_Page extract_:
==============================

Mathematical modeling of turbulent flow is a theme with great scientific and practical interest, with applications in industrial and biological flows, and with particular interest for the large scale flows that occur in geophysics and astrophysics, in metereology, climatology, oceanography, magma dynamics, planetary and stellar dynamics. The turbulence models used in applications are either based on ad hoc closure of the small scales, called large eddy simulations in computational modeling or on phenomenological models of statistical nature based on Kolmogorov’s theory of homogeneous turbulence. There is no rational theory of turbulence, which would derive the observed behavior of turbulent flows from fundamental physical principles, in particular, those expressed in the Navier-Stokes system, in the small viscosity limit. The search for a rational theory of turbulence is primarily a mathematical problem, but one with great physical and practical relevance. Progress on the development of a rigorous treatment for turbulence involves confronting several open problems in the field of partial differential equations: the mathematical treatment of boundary layers, the statistical behavior of solutions to the Navier-Stokes equations, uniqueness of weak solutions for the Euler equations and the problem of singularity for the Navier-Stokes equations (Clay Millenium Problem), among others. Recent developments in this field have been based on the use of modern mathematical analysis techniques such as weak convergence methods, harmonic analysis, convex analysis, optimal transportation theory, stochastic analysis and geometric measure theory.

From the broadest viewpoint, the purpose of this Thematic Program on Incompressible Fluid Dynamics is to contribute to progress along this line of investigation by introducing young researchers to the contemporary themes and techniques, by promoting collaboration and by encouraging the development and consolidation of this area of research in Brazil.

==============================

_Check your understanding_:
• 1. In the passage on turbulent flow, which problem is identified as the Clay Millenium Problem?
• 2. Decide whether each statement agrees with the passage on turbulent flow, and back each yes or no with the deciding words of the passage, quoted exactly.
(a) A rational theory of turbulence already exists.
(b) The program seeks to encourage this area of research in Brazil.
(c) Large eddy simulations are based on Kolmogorov's theory of homogeneous turbulence.
• 3. Rewrite the part of the passage on turbulent flow that opens with the words containing "From the broadest" and closes with "research in Brazil.", putting "graduate students" in place of "young researchers".

_Data_:
==============================

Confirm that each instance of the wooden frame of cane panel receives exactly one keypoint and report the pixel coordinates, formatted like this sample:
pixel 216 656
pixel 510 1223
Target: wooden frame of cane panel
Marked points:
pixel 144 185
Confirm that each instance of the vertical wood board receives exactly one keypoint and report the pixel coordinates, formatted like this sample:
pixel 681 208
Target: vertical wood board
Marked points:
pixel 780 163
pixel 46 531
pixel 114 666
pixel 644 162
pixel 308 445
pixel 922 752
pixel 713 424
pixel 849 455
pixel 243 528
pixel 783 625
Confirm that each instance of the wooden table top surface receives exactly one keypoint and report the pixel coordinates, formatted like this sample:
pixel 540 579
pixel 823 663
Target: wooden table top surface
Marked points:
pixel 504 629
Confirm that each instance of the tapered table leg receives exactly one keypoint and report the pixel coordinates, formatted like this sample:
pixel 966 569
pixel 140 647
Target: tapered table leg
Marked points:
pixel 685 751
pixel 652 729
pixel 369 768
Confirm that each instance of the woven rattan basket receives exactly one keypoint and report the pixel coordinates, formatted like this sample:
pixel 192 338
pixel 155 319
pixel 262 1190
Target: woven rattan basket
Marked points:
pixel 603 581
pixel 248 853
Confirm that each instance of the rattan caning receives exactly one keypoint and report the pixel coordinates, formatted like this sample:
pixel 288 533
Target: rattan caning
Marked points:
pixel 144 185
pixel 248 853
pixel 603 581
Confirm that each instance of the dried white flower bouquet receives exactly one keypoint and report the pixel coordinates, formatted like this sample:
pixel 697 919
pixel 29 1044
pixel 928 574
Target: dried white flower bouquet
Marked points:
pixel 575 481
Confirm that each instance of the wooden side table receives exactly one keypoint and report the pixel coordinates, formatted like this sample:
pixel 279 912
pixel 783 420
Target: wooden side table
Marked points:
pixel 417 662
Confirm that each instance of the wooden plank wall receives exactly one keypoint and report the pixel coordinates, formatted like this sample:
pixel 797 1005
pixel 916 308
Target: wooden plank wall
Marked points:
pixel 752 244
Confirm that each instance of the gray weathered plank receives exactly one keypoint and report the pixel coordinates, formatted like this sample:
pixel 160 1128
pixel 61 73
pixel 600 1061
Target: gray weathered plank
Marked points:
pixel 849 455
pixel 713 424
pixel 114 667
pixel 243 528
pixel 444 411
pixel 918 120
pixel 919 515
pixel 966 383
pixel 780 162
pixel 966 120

==============================

_Solutions to each task_:
• 1. The problem of singularity for the Navier-Stokes equations.

• 2.
(a) No: "There is no rational theory of turbulence"
(b) Yes: "encouraging the development and consolidation of this area of research in Brazil"
(c) No: "either based on ad hoc closure of the small scales, called large eddy simulations in computational modeling"

• 3.
From the broadest viewpoint, the purpose of this Thematic Program on Incompressible Fluid Dynamics is to contribute to progress along this line of investigation by introducing graduate students to the contemporary themes and techniques, by promoting collaboration and by encouraging the development and consolidation of this area of research in Brazil.